WORK TO BE COMPLETED - Copy word for word the stretch of rows below from the line containing "Note to the class: find each instance of the blurred" through the line containing "Target: red beetle elytra", with both of those lines included.

INPUT -
<<<<

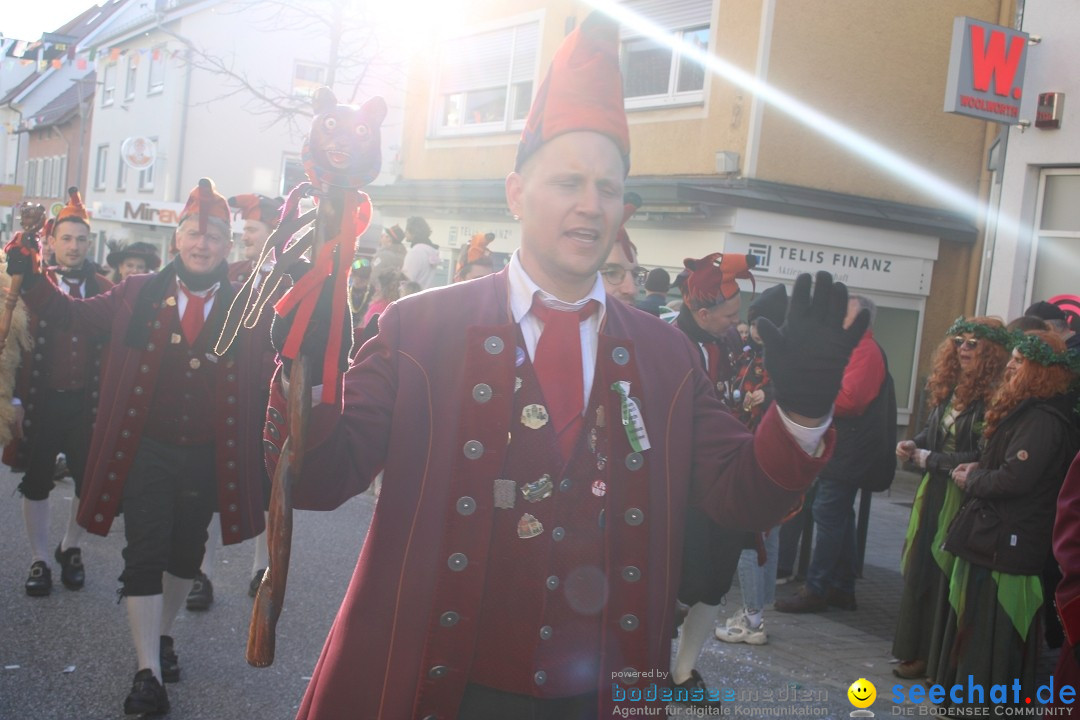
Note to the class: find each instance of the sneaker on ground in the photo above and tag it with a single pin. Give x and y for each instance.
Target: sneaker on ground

>>>>
<<<<

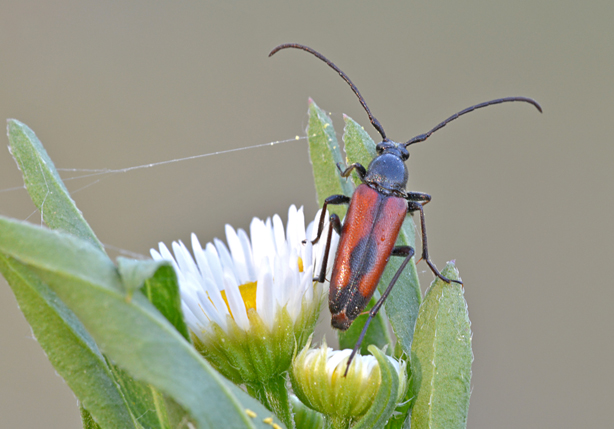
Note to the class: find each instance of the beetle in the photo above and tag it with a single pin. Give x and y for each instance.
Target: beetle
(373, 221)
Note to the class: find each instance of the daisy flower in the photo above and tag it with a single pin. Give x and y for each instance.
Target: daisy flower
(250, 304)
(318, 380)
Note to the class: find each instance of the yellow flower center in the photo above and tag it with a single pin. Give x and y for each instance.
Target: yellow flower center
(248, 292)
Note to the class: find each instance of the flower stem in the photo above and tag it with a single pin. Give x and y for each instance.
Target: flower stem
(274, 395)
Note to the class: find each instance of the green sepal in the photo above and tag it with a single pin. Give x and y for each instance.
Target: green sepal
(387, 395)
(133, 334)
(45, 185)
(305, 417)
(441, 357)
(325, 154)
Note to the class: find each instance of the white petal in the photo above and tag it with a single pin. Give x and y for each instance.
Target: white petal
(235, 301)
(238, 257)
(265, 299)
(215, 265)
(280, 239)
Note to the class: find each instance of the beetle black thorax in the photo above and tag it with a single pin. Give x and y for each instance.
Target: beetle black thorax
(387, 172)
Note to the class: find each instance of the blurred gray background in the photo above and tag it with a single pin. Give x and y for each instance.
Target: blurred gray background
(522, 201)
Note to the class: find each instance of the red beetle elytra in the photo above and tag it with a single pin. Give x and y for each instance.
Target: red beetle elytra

>>>>

RIGHT ANSWER -
Note to the class: find each instance of the blurred gray background in the photo above and tag it with a single pin. Give x and y for each instance.
Target: blurred gray background
(522, 201)
Note to the class: find each instance of the red beetle elytra in the photo above and tag it with a single pin. Give x and y for each instance.
Target: red beetle elytra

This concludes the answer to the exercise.